Exercise objective: Copy out the passage of the peso and remittances article from "For the January-to-November" up to and including "projection for 2023.", keeping every word as it appears.

--- begin Text provided ---

Peso advances vs dollar after BSP posts higher Nov. remittances

Peso advances vs dollar after BSP posts higher Nov. remittances

THE PESO strengthened further against the dollar on Monday as data from the Bangko Sentral ng Pilipinas (BSP) showed remittance inflows grew in November.

The local currency ended at P55.77 against the greenback on Monday, up by 14.1 centavos from Friday’s P55.911 close, data from the Bankers Association of the Philippines’ website showed.

The peso opened Monday’s session stronger at P55.85 per dollar. Its weakest showing for the day stood at P55.95, while its intraday best was its close of P55.77 versus the greenback.

Dollars traded dropped to $1.31 billion from $1.69 billion on Friday.

The peso appreciated on Monday following the continued growth in cash remittances in November, Rizal Commercial Banking Corp. Chief Economist Michael L. Ricafort said in a Viber message.

Money sent home by overseas Filipino workers (OFWs) grew by 2.8% to $2.719 billion in November from $2.644 billion seen in November 2022, BSP data released on Monday showed.

The growth in cash remittances was the slowest annual pace in two months or since 2.6% in September.   

On the other hand, the amount of money sent by OFWs in November was also the lowest in six months or since $2.494 billion in May 2023. It also declined by 9.3% from $2.998 billion in October.

For the January-to-November period, cash remittances coursed through banks rose by 2.8% to $30.211 billion from $29.38 billion a year earlier.

This was below the BSP’s 3% remittance growth projection for 2023.

The peso strengthened on Monday as the local stock market continued to gain for the third straight day, Mr. Ricafort added. 

Security Bank Corp. Chief Economist Robert Dan J. Roces added that the lower-than-expected US producer price index (PPI) in December “fueled selling opportunities despite ongoing rallies.”

--- end Text provided ---
--- begin Data excerpts ---

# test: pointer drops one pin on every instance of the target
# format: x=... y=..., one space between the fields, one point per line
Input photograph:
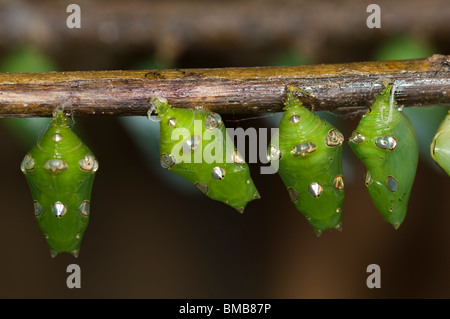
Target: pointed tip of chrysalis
x=160 y=104
x=59 y=118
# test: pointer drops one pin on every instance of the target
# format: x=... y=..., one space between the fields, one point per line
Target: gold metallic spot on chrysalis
x=315 y=189
x=85 y=208
x=391 y=184
x=167 y=161
x=293 y=194
x=386 y=143
x=88 y=163
x=218 y=173
x=303 y=149
x=357 y=137
x=273 y=153
x=59 y=209
x=27 y=163
x=338 y=182
x=334 y=138
x=236 y=157
x=212 y=121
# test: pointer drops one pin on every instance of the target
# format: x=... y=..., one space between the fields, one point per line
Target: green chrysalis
x=385 y=141
x=440 y=146
x=60 y=172
x=195 y=145
x=309 y=151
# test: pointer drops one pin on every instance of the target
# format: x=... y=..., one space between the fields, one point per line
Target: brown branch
x=420 y=82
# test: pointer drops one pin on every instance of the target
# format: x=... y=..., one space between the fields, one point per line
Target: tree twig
x=420 y=82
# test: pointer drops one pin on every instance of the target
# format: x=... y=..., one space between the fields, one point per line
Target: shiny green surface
x=384 y=165
x=321 y=166
x=440 y=146
x=215 y=149
x=70 y=186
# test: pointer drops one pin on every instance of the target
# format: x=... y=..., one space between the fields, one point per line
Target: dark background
x=153 y=236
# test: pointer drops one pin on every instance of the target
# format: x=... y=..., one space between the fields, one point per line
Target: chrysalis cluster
x=385 y=141
x=309 y=152
x=440 y=146
x=60 y=172
x=195 y=145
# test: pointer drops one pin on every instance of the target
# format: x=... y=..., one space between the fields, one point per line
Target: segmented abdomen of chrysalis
x=309 y=152
x=385 y=141
x=60 y=172
x=440 y=146
x=195 y=145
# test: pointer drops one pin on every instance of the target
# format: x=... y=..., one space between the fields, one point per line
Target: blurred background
x=153 y=235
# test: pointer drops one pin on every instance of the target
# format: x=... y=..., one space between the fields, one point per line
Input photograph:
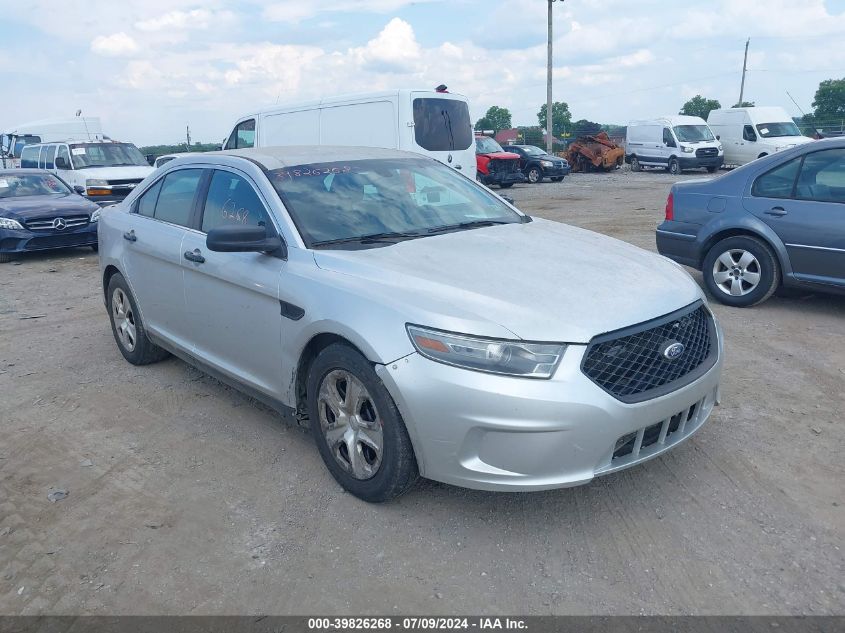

--- end Data excerpts ---

Output for this task:
For the January-to-November period, cash remittances coursed through banks rose by 2.8% to $30.211 billion from $29.38 billion a year earlier.

This was below the BSP’s 3% remittance growth projection for 2023.